» TO BE DONE: Write out the listing below again, swapping "separate parts" for "distinct pieces" and leaving everything else as it is. Don't include the pictures.

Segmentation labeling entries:
▼
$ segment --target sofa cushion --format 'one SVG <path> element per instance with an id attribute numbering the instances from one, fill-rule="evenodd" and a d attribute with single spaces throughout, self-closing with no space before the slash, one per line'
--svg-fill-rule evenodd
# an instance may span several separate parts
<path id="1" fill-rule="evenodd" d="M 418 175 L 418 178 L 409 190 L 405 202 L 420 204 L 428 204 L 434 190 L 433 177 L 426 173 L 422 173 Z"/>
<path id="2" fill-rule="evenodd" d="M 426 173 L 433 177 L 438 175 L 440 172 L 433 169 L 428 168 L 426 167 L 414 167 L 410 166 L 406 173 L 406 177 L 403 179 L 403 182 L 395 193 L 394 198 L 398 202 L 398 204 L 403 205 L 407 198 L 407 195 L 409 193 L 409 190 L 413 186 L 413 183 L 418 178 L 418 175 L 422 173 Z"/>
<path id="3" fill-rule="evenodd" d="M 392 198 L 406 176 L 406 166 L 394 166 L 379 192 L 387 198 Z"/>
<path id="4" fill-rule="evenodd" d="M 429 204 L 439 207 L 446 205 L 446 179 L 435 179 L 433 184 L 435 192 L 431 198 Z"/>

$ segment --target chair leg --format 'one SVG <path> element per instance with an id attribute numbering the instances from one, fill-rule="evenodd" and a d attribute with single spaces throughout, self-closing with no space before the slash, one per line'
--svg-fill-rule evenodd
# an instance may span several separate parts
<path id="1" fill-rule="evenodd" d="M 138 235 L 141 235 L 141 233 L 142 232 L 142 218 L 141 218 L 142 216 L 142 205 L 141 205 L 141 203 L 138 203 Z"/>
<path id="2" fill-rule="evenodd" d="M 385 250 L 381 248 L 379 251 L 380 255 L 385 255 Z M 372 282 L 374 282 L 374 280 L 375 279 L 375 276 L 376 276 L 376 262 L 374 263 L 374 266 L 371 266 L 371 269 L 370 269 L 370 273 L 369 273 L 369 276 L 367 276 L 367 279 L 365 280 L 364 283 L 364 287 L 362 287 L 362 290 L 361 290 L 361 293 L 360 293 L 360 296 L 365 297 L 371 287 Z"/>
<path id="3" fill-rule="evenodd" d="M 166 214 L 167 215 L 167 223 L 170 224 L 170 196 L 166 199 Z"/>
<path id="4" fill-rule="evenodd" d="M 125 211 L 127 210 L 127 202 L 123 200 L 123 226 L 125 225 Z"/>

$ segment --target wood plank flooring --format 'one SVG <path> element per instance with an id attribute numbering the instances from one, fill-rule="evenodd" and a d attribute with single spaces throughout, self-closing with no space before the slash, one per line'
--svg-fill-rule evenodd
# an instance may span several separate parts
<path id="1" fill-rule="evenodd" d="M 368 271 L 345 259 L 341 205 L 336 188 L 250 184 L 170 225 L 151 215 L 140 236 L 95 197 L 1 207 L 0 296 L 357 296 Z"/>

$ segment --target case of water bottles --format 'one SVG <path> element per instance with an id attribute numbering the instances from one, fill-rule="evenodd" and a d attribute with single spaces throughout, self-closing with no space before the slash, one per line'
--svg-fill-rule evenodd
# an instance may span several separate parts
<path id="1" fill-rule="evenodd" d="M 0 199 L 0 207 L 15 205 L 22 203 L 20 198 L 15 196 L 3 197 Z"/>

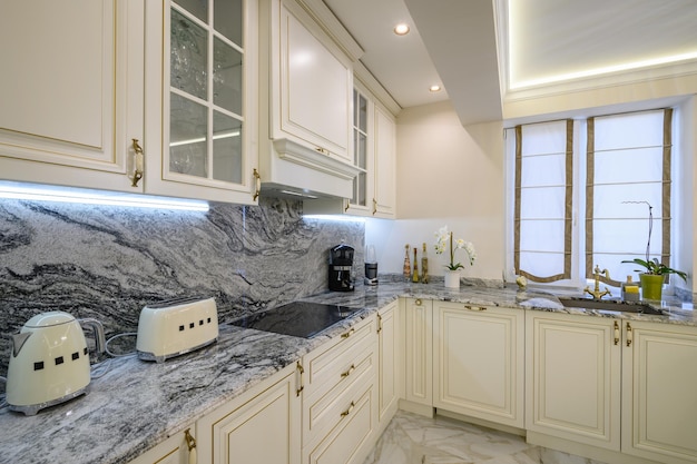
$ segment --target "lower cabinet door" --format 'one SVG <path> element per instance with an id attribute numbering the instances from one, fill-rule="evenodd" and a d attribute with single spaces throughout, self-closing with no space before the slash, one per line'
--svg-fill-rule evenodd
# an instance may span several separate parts
<path id="1" fill-rule="evenodd" d="M 697 330 L 624 323 L 622 452 L 697 462 Z"/>
<path id="2" fill-rule="evenodd" d="M 346 407 L 336 428 L 310 451 L 304 463 L 362 464 L 374 443 L 376 411 L 375 387 L 371 385 L 360 399 Z"/>
<path id="3" fill-rule="evenodd" d="M 620 450 L 617 319 L 528 312 L 526 428 Z"/>
<path id="4" fill-rule="evenodd" d="M 186 440 L 186 434 L 189 434 L 192 443 L 195 443 L 195 433 L 193 428 L 186 428 L 186 432 L 180 432 L 171 435 L 169 438 L 158 444 L 157 446 L 146 451 L 140 456 L 136 457 L 129 464 L 189 464 L 194 463 L 194 455 L 196 447 L 189 451 L 189 446 Z"/>
<path id="5" fill-rule="evenodd" d="M 434 302 L 434 406 L 523 427 L 524 313 Z"/>
<path id="6" fill-rule="evenodd" d="M 295 366 L 197 422 L 198 461 L 213 464 L 298 464 L 300 403 Z M 209 446 L 207 448 L 206 446 Z"/>

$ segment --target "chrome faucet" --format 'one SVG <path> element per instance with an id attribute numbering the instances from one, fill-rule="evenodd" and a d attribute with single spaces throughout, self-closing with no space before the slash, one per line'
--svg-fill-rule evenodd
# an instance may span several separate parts
<path id="1" fill-rule="evenodd" d="M 588 288 L 588 286 L 586 286 L 586 288 L 583 289 L 583 294 L 589 294 L 593 297 L 593 299 L 601 299 L 603 296 L 610 295 L 610 290 L 608 289 L 608 287 L 605 287 L 605 292 L 600 292 L 600 274 L 605 274 L 606 278 L 610 278 L 610 273 L 608 272 L 608 269 L 600 270 L 598 265 L 596 265 L 596 268 L 593 269 L 593 279 L 596 280 L 596 287 L 592 292 L 590 290 L 590 288 Z"/>

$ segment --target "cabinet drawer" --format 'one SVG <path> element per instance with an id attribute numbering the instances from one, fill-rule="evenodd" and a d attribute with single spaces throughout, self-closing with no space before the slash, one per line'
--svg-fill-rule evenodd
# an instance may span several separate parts
<path id="1" fill-rule="evenodd" d="M 348 464 L 361 463 L 370 448 L 370 438 L 376 426 L 374 387 L 364 389 L 353 408 L 338 425 L 316 446 L 305 450 L 303 463 Z M 347 409 L 346 409 L 347 411 Z"/>
<path id="2" fill-rule="evenodd" d="M 375 352 L 364 349 L 356 361 L 342 375 L 335 386 L 322 394 L 307 396 L 303 401 L 303 443 L 311 444 L 322 440 L 353 408 L 366 387 L 375 379 Z"/>
<path id="3" fill-rule="evenodd" d="M 307 372 L 304 397 L 322 396 L 333 389 L 352 365 L 357 366 L 357 356 L 369 347 L 375 349 L 376 342 L 375 318 L 370 317 L 307 355 L 303 363 Z"/>

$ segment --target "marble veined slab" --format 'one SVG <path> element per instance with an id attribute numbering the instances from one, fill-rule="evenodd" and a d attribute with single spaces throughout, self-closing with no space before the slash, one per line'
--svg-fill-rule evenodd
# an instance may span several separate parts
<path id="1" fill-rule="evenodd" d="M 521 310 L 589 317 L 621 317 L 697 327 L 693 312 L 666 307 L 665 316 L 562 308 L 556 296 L 511 288 L 384 283 L 353 293 L 321 293 L 303 299 L 364 308 L 320 336 L 297 338 L 222 325 L 219 340 L 161 364 L 135 356 L 110 359 L 97 371 L 91 392 L 36 416 L 0 409 L 0 463 L 128 463 L 181 432 L 359 320 L 399 297 L 431 298 Z"/>

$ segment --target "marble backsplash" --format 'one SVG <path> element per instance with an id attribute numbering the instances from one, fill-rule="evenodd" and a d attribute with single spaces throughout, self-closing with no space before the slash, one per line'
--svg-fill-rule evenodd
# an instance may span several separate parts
▲
» EXPECTED ANSWER:
$ segment --target sofa cushion --format 'one SVG <path> element per instance with an id attribute numbering the instances from one, fill-rule="evenodd" and a d attribute with single spaces throughout, self-closing with no space before the slash, one per line'
--svg-fill-rule evenodd
# an instance may span several distinct pieces
<path id="1" fill-rule="evenodd" d="M 418 175 L 418 178 L 409 190 L 405 202 L 420 204 L 428 204 L 434 190 L 433 177 L 426 173 L 422 173 Z"/>
<path id="2" fill-rule="evenodd" d="M 426 173 L 433 177 L 438 175 L 440 172 L 433 169 L 428 168 L 426 167 L 414 167 L 410 166 L 406 173 L 406 177 L 403 179 L 403 182 L 395 193 L 394 198 L 398 202 L 398 204 L 403 205 L 407 198 L 407 195 L 409 193 L 409 190 L 413 186 L 413 183 L 418 178 L 418 175 L 422 173 Z"/>
<path id="3" fill-rule="evenodd" d="M 392 198 L 406 176 L 406 166 L 394 166 L 379 192 L 387 198 Z"/>
<path id="4" fill-rule="evenodd" d="M 429 204 L 439 207 L 446 205 L 446 179 L 435 179 L 433 184 L 435 192 L 431 198 Z"/>

$ segment --target chair leg --format 'one SVG <path> element per instance with an id attribute numbering the instances from one, fill-rule="evenodd" and a d attribute with single spaces throughout, self-closing with no space before the slash, one per line'
--svg-fill-rule evenodd
# an instance may span several distinct pieces
<path id="1" fill-rule="evenodd" d="M 138 235 L 141 235 L 141 233 L 142 232 L 142 218 L 141 218 L 142 216 L 142 205 L 141 205 L 141 203 L 138 203 Z"/>
<path id="2" fill-rule="evenodd" d="M 385 250 L 381 248 L 379 251 L 380 255 L 385 255 Z M 372 282 L 374 282 L 374 280 L 375 279 L 375 276 L 376 276 L 376 262 L 374 263 L 374 266 L 371 266 L 371 269 L 370 269 L 370 273 L 369 273 L 369 276 L 367 276 L 367 279 L 365 280 L 364 283 L 364 287 L 362 287 L 362 290 L 361 290 L 361 293 L 360 293 L 360 296 L 365 297 L 371 287 Z"/>
<path id="3" fill-rule="evenodd" d="M 166 214 L 167 215 L 167 223 L 170 224 L 170 196 L 166 199 Z"/>
<path id="4" fill-rule="evenodd" d="M 125 211 L 127 210 L 127 202 L 123 200 L 123 226 L 125 225 Z"/>

$ segment --target wood plank flooring --format 'one SVG <path> element per instance with an id attribute numbering the instances from one, fill-rule="evenodd" and a d attribute with single spaces throughout, self-closing with no space before the slash, one per line'
--svg-fill-rule evenodd
# an instance may span several distinct pieces
<path id="1" fill-rule="evenodd" d="M 368 271 L 345 259 L 341 205 L 336 188 L 250 184 L 170 225 L 151 215 L 140 236 L 95 197 L 1 207 L 0 296 L 357 296 Z"/>

$ segment --target case of water bottles --format 'one SVG <path> element per instance with an id attribute numbering the instances from one, fill-rule="evenodd" and a d attribute with single spaces throughout, self-closing with no space before the slash, one per line'
--svg-fill-rule evenodd
# an instance may span several distinct pieces
<path id="1" fill-rule="evenodd" d="M 0 199 L 0 207 L 15 205 L 22 203 L 20 198 L 15 196 L 3 197 Z"/>

$ segment --target "lower cabinet door" --format 'one SVG <path> element per instance with an id attribute numbering the instances from one, fill-rule="evenodd" and a d attribute with single spaces throughout, self-closing with no space before the slash, one per line'
--svg-fill-rule evenodd
# an instance may span several distinct pieces
<path id="1" fill-rule="evenodd" d="M 697 330 L 624 323 L 622 452 L 697 462 Z"/>
<path id="2" fill-rule="evenodd" d="M 346 407 L 336 428 L 310 451 L 304 463 L 362 464 L 374 443 L 376 411 L 375 387 L 371 385 L 360 399 Z"/>
<path id="3" fill-rule="evenodd" d="M 620 450 L 617 319 L 528 312 L 526 428 Z"/>
<path id="4" fill-rule="evenodd" d="M 186 440 L 186 434 L 189 434 L 192 443 L 195 443 L 195 433 L 193 428 L 186 428 L 186 432 L 180 432 L 171 435 L 169 438 L 158 444 L 157 446 L 146 451 L 140 456 L 136 457 L 129 464 L 189 464 L 194 463 L 194 455 L 196 447 L 189 451 L 189 446 Z"/>
<path id="5" fill-rule="evenodd" d="M 434 302 L 434 406 L 523 427 L 524 313 Z"/>
<path id="6" fill-rule="evenodd" d="M 295 366 L 197 422 L 198 461 L 213 464 L 298 464 L 300 403 Z M 209 446 L 207 448 L 206 446 Z"/>

$ segment --target "chrome faucet" --format 'one SVG <path> element per instance with an id attribute numbering the instances from one, fill-rule="evenodd" and a d attribute with single spaces throughout, self-closing with no space before the slash, one per line'
--svg-fill-rule evenodd
# an instance may span several distinct pieces
<path id="1" fill-rule="evenodd" d="M 588 288 L 588 286 L 586 286 L 586 288 L 583 289 L 583 294 L 589 294 L 593 297 L 593 299 L 601 299 L 603 296 L 610 295 L 610 290 L 608 289 L 608 287 L 605 287 L 605 292 L 600 292 L 600 274 L 605 274 L 606 278 L 610 278 L 610 273 L 608 272 L 608 269 L 600 270 L 598 265 L 596 265 L 596 268 L 593 269 L 593 279 L 596 280 L 596 287 L 592 292 L 590 290 L 590 288 Z"/>

$ segment --target "cabinet drawer" --format 'one SVG <path> element per instance with an id attribute numbering the instances from one, fill-rule="evenodd" and a d attribute with single spaces throughout, self-closing with no space before the slash, one per line'
--svg-fill-rule evenodd
# an instance may span several distinct pieces
<path id="1" fill-rule="evenodd" d="M 348 464 L 361 463 L 370 448 L 370 438 L 376 426 L 374 387 L 364 389 L 353 408 L 338 425 L 316 446 L 305 450 L 303 463 Z M 347 409 L 346 409 L 347 411 Z"/>
<path id="2" fill-rule="evenodd" d="M 375 352 L 364 349 L 356 361 L 342 375 L 335 386 L 322 394 L 307 396 L 303 401 L 303 443 L 311 444 L 322 440 L 353 408 L 366 387 L 375 379 Z"/>
<path id="3" fill-rule="evenodd" d="M 307 372 L 304 397 L 322 396 L 333 389 L 352 365 L 357 366 L 357 356 L 369 347 L 375 349 L 376 342 L 375 318 L 370 317 L 307 355 L 303 363 Z"/>

$ segment --target "marble veined slab" --format 'one SVG <path> element per instance with an id attribute numbering the instances from one, fill-rule="evenodd" and a d attribute with single spaces throughout, self-closing with no space before the slash, one per line'
--svg-fill-rule evenodd
# an instance may span several distinct pieces
<path id="1" fill-rule="evenodd" d="M 521 310 L 589 317 L 621 317 L 697 327 L 693 312 L 666 307 L 665 316 L 562 308 L 556 296 L 511 288 L 384 283 L 353 293 L 321 293 L 303 299 L 364 308 L 320 336 L 297 338 L 222 325 L 219 340 L 161 364 L 135 356 L 110 359 L 97 371 L 91 392 L 36 416 L 0 409 L 0 463 L 128 463 L 181 432 L 359 320 L 399 297 L 431 298 Z"/>

$ segment --target "marble backsplash" --format 'one SVG <path> element per instance with an id attribute numbering the instances from one, fill-rule="evenodd" and a d attribute with single spaces throughout, self-closing with no space before the slash, one per line'
--svg-fill-rule evenodd
# an instance may span several distinct pieces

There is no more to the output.